(Part of a data file)
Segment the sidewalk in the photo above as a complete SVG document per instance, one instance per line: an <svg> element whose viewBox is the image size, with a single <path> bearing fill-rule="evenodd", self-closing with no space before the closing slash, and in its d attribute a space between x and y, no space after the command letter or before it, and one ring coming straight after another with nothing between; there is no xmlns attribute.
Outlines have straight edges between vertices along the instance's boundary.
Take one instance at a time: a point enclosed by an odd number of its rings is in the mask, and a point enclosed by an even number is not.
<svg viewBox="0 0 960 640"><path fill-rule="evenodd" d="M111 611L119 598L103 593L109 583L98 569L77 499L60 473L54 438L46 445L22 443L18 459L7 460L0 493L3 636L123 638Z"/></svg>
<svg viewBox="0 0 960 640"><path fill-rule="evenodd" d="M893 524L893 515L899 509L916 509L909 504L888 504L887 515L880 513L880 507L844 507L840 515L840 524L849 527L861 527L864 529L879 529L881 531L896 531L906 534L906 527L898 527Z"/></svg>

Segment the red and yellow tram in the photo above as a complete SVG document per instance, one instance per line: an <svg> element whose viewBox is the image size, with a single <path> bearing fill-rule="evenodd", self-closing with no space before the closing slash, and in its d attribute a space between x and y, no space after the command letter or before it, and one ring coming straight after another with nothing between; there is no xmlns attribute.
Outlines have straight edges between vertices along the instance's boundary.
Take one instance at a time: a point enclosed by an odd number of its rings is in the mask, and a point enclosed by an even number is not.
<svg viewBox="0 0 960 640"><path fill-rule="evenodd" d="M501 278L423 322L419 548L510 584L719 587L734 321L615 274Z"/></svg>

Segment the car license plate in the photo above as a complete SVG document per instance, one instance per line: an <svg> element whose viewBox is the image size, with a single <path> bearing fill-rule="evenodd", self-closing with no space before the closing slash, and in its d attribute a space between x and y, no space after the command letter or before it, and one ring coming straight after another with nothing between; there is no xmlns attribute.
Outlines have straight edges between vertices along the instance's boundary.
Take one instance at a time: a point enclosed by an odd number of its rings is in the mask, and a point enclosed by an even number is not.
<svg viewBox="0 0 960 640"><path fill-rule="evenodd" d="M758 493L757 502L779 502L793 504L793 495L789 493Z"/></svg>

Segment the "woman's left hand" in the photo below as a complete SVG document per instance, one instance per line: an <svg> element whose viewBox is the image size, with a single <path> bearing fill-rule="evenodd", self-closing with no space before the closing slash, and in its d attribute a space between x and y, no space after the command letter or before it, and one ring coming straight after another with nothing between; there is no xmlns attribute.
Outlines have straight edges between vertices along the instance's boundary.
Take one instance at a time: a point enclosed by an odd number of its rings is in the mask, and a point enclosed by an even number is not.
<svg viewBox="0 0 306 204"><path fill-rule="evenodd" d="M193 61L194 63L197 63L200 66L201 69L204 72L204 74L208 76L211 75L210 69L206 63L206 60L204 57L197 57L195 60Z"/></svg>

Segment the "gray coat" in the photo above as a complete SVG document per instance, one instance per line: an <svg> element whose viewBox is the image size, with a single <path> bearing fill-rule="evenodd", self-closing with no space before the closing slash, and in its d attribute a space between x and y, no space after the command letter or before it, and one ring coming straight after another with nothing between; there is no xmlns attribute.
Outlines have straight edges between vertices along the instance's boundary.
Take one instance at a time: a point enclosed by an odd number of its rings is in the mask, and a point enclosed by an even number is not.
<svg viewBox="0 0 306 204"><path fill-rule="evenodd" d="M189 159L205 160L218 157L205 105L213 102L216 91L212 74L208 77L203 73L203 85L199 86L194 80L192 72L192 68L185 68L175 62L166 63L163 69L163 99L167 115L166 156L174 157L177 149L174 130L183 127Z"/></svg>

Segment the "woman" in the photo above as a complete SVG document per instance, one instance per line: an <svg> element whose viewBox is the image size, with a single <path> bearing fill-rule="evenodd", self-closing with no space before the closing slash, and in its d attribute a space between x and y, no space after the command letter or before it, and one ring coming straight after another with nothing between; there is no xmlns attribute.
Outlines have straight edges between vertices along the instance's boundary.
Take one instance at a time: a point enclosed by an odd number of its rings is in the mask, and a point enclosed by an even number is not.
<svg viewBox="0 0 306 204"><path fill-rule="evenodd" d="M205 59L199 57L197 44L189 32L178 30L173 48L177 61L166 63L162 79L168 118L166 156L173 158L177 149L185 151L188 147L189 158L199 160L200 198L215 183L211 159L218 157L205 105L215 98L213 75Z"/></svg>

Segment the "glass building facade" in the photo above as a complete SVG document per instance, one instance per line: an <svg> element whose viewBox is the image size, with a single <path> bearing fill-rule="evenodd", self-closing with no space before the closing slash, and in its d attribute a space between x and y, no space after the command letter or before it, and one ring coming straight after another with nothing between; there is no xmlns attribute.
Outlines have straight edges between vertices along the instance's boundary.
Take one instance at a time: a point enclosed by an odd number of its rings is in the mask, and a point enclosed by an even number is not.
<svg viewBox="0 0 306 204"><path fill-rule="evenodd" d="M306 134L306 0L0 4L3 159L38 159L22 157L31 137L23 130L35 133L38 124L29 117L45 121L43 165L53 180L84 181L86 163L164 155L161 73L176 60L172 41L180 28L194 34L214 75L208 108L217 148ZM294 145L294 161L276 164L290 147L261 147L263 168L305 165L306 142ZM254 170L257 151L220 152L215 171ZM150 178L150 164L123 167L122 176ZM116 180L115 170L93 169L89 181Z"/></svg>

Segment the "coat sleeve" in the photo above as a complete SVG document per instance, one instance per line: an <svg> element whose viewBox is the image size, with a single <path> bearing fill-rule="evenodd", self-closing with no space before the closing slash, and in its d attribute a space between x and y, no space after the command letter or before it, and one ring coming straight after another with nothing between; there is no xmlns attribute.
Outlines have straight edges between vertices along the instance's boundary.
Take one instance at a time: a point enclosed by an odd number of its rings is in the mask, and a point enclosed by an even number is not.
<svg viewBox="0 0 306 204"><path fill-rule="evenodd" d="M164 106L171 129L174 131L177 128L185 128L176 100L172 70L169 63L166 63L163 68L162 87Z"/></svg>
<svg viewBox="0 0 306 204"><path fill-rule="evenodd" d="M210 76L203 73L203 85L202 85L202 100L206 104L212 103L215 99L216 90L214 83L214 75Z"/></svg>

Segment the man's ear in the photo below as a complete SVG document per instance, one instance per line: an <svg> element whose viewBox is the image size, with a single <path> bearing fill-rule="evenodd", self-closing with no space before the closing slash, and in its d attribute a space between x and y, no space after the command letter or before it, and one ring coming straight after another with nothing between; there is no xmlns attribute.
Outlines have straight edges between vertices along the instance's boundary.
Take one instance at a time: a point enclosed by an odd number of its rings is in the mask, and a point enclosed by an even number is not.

■ **What is being asked**
Copy all of the data above word for word.

■ **Written response**
Segment the sidewalk in the photo above as a complete SVG document per instance, one instance per line: an <svg> element whose viewBox is the image size, with a single <path> bearing fill-rule="evenodd", self-closing with no space before the closing slash, and in its d attribute a space between x and y, no space after the command letter or before it, and one ring coming straight after another with nothing between; there is no xmlns attribute.
Outlines have straight edges between vertices along the instance's boundary.
Take one instance at a time: a point enclosed by an odd number of its rings is in the mask, and a point enclosed by an even number is not.
<svg viewBox="0 0 960 640"><path fill-rule="evenodd" d="M111 611L119 598L103 593L109 583L98 569L77 499L60 473L54 438L46 445L22 443L18 459L7 460L0 493L3 636L123 638Z"/></svg>
<svg viewBox="0 0 960 640"><path fill-rule="evenodd" d="M893 524L893 515L899 509L916 509L909 504L888 504L887 515L880 513L880 507L844 507L840 515L840 524L849 527L861 527L864 529L879 529L881 531L896 531L906 534L906 527L898 527Z"/></svg>

Segment the red and yellow tram in the photo above as a complete SVG document per instance, one instance per line: an <svg> element whose viewBox is the image size, with a single <path> bearing fill-rule="evenodd", self-closing with no space before the closing slash, and in its d attribute a space between x and y, no space after the command letter or before it, and one ring coming straight after another with nothing between; there is no xmlns attribute.
Outlines have straight edges between vertices along the instance's boundary.
Take one instance at a time: a point enclosed by an odd number of its rings is in the mask, and a point enclosed by an even number is not.
<svg viewBox="0 0 960 640"><path fill-rule="evenodd" d="M501 278L423 322L419 548L510 584L719 587L734 321L615 274Z"/></svg>

Segment the car license plate in the photo above as a complete SVG document per instance, one instance per line: an <svg> element whose viewBox is the image size, with a single <path> bearing fill-rule="evenodd", self-closing with no space before the closing slash, and in its d attribute a space between x and y, no space after the command letter or before it, and one ring coming straight after another with nothing between; there is no xmlns attribute.
Outlines have straight edges between vertices along the instance's boundary.
Take one instance at a time: a point enclosed by an odd number of its rings is in the mask, and a point enclosed by an even number is not.
<svg viewBox="0 0 960 640"><path fill-rule="evenodd" d="M758 493L757 502L779 502L793 504L793 495L789 493Z"/></svg>

Segment the "woman's left hand" in the photo below as a complete SVG document per instance, one instance per line: an <svg> element whose viewBox is the image size, with a single <path> bearing fill-rule="evenodd", self-closing with no space before the closing slash, and in its d attribute a space between x and y, no space after the command letter or before it, and one ring coming straight after another with nothing between; there is no xmlns attribute.
Outlines have straight edges between vertices along the instance's boundary.
Take one instance at a time: a point enclosed by an odd number of its rings is in the mask, and a point enclosed by an even number is not.
<svg viewBox="0 0 306 204"><path fill-rule="evenodd" d="M193 61L194 63L197 63L200 66L201 69L204 72L204 74L208 76L211 75L210 69L206 63L206 60L204 57L197 57L195 60Z"/></svg>

Segment the "gray coat" in the photo above as a complete SVG document per instance, one instance per line: an <svg> element whose viewBox is the image size, with a single <path> bearing fill-rule="evenodd", self-closing with no space before the closing slash, and in its d attribute a space between x and y, no space after the command letter or before it, and one ring coming straight after another with nothing between; there is no xmlns attribute.
Outlines have straight edges between vertices along the instance's boundary.
Take one instance at a time: a point enclosed by an odd number of its rings is in the mask, and a point enclosed by an even number is not.
<svg viewBox="0 0 306 204"><path fill-rule="evenodd" d="M189 159L205 160L218 157L205 105L213 102L216 91L212 74L208 77L203 73L203 85L199 86L194 80L192 72L192 68L185 68L175 62L166 63L163 69L163 99L167 115L166 156L174 157L177 149L174 130L183 127Z"/></svg>

Segment the "woman" in the photo above as a complete SVG document per instance, one instance per line: an <svg> element whose viewBox is the image size, with a single <path> bearing fill-rule="evenodd", self-closing with no space before the closing slash, and in its d attribute a space between x and y, no space after the command letter or before it, and one ring coming straight after another with nothing between; there is no xmlns attribute.
Outlines have straight edges between vertices along the instance's boundary.
Take one instance at a time: a point enclosed by an odd number of its rings is in the mask, and a point enclosed by an even number is not.
<svg viewBox="0 0 306 204"><path fill-rule="evenodd" d="M205 59L199 57L197 44L189 32L178 30L173 48L177 61L166 63L162 79L168 118L166 156L173 158L177 149L185 151L188 147L189 158L199 160L200 198L215 183L211 159L218 157L205 105L215 98L213 75Z"/></svg>

Segment the "glass building facade" in the photo above as a complete SVG document per instance, one instance per line: an <svg> element whose viewBox is the image size, with a single <path> bearing fill-rule="evenodd", self-closing with no space before the closing slash, and in its d attribute a space between x and y, no space after the command letter or before it, and one ring coming straight after another with nothing between; there is no xmlns attribute.
Outlines have straight edges between vertices along the instance's boundary.
Take one instance at a time: a point enclosed by an odd number of its rings is in the mask, and a point enclosed by an even number is not.
<svg viewBox="0 0 306 204"><path fill-rule="evenodd" d="M306 134L306 0L0 4L3 159L38 159L22 157L31 137L23 130L35 133L38 124L29 117L45 121L43 165L53 180L84 181L86 163L164 155L161 73L176 60L172 41L180 28L194 34L214 75L208 108L217 148ZM294 145L294 161L276 164L290 147L261 147L263 168L305 165L306 142ZM254 170L257 151L220 152L215 171ZM150 178L150 164L123 167L122 176ZM116 180L115 170L93 169L89 181Z"/></svg>

Segment the "coat sleeve" in the photo above as a complete SVG document per instance, one instance per line: an <svg> element whose viewBox is the image size, with a single <path> bearing fill-rule="evenodd", self-closing with no space before the closing slash, and in its d attribute a space between x and y, no space after the command letter or before it, and one ring coming straight after another with nothing between; there is no xmlns attribute.
Outlines have straight edges between vertices along the instance's boundary.
Take one instance at a time: a point enclosed by an odd number of its rings is in the mask, and a point enclosed by an even number is not.
<svg viewBox="0 0 306 204"><path fill-rule="evenodd" d="M164 106L171 129L174 131L177 128L185 128L176 100L172 70L169 63L166 63L163 68L162 87Z"/></svg>
<svg viewBox="0 0 306 204"><path fill-rule="evenodd" d="M210 76L203 73L203 85L202 85L202 100L206 104L212 103L215 99L216 90L214 83L214 75Z"/></svg>

Segment the man's ear in the photo below as a complete SVG document per instance, one instance per line: an <svg> element whose viewBox is the image size, with a single <path> bearing fill-rule="evenodd", self-closing with no space before the closing slash, and in its d attribute a space between x and y, no space after the command letter or before it, and one ring coming straight after another with nothing between; there is no xmlns attribute.
Outlines have straight edges between vertices along the instance's boundary.
Take one instance at a time: a point enclosed by an odd number of its rings is in the mask, and a point enclosed by an even number is not.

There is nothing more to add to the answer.